▸ Assignment:
Read the entries that follow and give each one again precisely.

=== Begin Enclosure ===

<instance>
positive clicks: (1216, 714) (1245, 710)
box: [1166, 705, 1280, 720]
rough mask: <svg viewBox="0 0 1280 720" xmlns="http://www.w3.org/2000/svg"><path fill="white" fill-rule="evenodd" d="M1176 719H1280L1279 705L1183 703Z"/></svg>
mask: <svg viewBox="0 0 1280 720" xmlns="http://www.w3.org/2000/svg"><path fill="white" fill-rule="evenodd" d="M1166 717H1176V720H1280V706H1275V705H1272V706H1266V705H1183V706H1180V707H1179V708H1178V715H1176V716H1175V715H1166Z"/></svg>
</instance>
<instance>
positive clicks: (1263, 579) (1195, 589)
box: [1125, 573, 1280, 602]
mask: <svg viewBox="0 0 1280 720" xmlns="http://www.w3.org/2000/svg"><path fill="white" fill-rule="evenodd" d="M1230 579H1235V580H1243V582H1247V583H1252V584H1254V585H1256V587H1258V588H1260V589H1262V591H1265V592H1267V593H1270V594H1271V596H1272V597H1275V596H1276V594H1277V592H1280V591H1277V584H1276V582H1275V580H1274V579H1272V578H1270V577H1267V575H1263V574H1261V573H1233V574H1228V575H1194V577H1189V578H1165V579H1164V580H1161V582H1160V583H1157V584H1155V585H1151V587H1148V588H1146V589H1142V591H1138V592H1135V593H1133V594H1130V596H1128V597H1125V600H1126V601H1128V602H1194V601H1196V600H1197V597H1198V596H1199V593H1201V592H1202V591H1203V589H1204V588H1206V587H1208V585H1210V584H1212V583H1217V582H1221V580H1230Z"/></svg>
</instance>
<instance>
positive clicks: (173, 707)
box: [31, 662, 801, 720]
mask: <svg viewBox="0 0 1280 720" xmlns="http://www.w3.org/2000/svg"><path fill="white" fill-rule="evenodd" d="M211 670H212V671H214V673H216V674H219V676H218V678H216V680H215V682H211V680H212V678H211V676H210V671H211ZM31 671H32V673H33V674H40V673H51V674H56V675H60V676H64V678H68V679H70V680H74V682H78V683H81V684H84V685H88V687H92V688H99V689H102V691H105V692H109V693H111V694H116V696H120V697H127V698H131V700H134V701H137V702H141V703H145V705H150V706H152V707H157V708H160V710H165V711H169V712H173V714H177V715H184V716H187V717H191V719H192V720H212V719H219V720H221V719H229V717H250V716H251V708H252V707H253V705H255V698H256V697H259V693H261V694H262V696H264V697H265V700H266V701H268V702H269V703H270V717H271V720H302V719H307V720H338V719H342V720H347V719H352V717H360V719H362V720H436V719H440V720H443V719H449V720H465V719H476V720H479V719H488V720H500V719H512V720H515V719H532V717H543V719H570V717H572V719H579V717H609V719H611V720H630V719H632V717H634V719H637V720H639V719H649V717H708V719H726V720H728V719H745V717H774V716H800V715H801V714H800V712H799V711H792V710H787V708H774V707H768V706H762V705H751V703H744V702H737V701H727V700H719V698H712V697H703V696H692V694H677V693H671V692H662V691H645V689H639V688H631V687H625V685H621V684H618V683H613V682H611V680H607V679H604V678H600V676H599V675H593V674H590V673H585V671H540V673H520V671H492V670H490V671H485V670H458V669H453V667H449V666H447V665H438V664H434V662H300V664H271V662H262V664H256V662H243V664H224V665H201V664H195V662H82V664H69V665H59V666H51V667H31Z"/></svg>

=== End Enclosure ===

▸ Task answer:
<instance>
positive clicks: (1216, 714) (1245, 710)
box: [1166, 705, 1280, 720]
rough mask: <svg viewBox="0 0 1280 720" xmlns="http://www.w3.org/2000/svg"><path fill="white" fill-rule="evenodd" d="M1176 719H1280L1279 705L1183 703Z"/></svg>
mask: <svg viewBox="0 0 1280 720" xmlns="http://www.w3.org/2000/svg"><path fill="white" fill-rule="evenodd" d="M1166 717H1176V720H1280V706H1275V705H1272V706H1266V705H1183V706H1180V707H1179V708H1178V715H1176V716H1175V715H1166Z"/></svg>
</instance>
<instance>
positive clicks: (1263, 579) (1195, 589)
box: [1125, 573, 1280, 602]
mask: <svg viewBox="0 0 1280 720" xmlns="http://www.w3.org/2000/svg"><path fill="white" fill-rule="evenodd" d="M1230 579H1235V580H1243V582H1247V583H1252V584H1254V585H1256V587H1258V588H1260V589H1262V591H1265V592H1267V593H1270V594H1271V596H1272V597H1275V596H1276V594H1277V592H1280V591H1277V584H1276V582H1275V580H1274V579H1272V578H1270V577H1267V575H1263V574H1261V573H1233V574H1228V575H1194V577H1189V578H1165V579H1164V580H1161V582H1160V583H1157V584H1155V585H1151V587H1148V588H1146V589H1142V591H1138V592H1135V593H1133V594H1130V596H1128V597H1125V600H1126V601H1128V602H1194V601H1196V600H1197V597H1198V596H1199V593H1201V592H1202V591H1203V589H1204V588H1206V587H1208V585H1210V584H1212V583H1217V582H1221V580H1230Z"/></svg>
</instance>
<instance>
positive clicks: (173, 707)
box: [31, 662, 801, 720]
mask: <svg viewBox="0 0 1280 720" xmlns="http://www.w3.org/2000/svg"><path fill="white" fill-rule="evenodd" d="M211 670H212V671H214V673H216V674H219V676H218V678H216V680H215V682H211V680H212V678H211V676H210V671H211ZM31 671H32V673H33V674H40V673H51V674H56V675H60V676H64V678H68V679H70V680H74V682H78V683H81V684H84V685H88V687H92V688H99V689H102V691H105V692H109V693H111V694H116V696H120V697H127V698H131V700H134V701H137V702H141V703H145V705H150V706H152V707H157V708H160V710H165V711H169V712H173V714H177V715H184V716H187V717H191V719H192V720H212V719H219V720H221V719H229V717H250V716H251V708H252V707H253V705H255V698H256V697H259V693H261V694H262V696H264V697H265V700H266V701H268V702H269V703H270V717H271V720H302V719H307V720H338V719H342V720H347V719H352V717H360V719H362V720H436V719H440V720H443V719H449V720H465V719H476V720H479V719H488V720H500V719H512V720H515V719H532V717H543V719H570V717H572V719H579V717H609V719H611V720H630V719H632V717H634V719H637V720H639V719H649V717H708V719H726V720H728V719H745V717H774V716H800V715H801V714H800V712H799V711H792V710H787V708H774V707H768V706H762V705H751V703H744V702H737V701H727V700H719V698H712V697H703V696H692V694H677V693H671V692H662V691H645V689H639V688H631V687H625V685H621V684H618V683H613V682H611V680H607V679H604V678H600V676H599V675H593V674H590V673H585V671H540V673H520V671H492V670H490V671H485V670H458V669H453V667H449V666H447V665H438V664H434V662H300V664H271V662H262V664H256V662H243V664H224V665H201V664H195V662H82V664H69V665H59V666H51V667H31Z"/></svg>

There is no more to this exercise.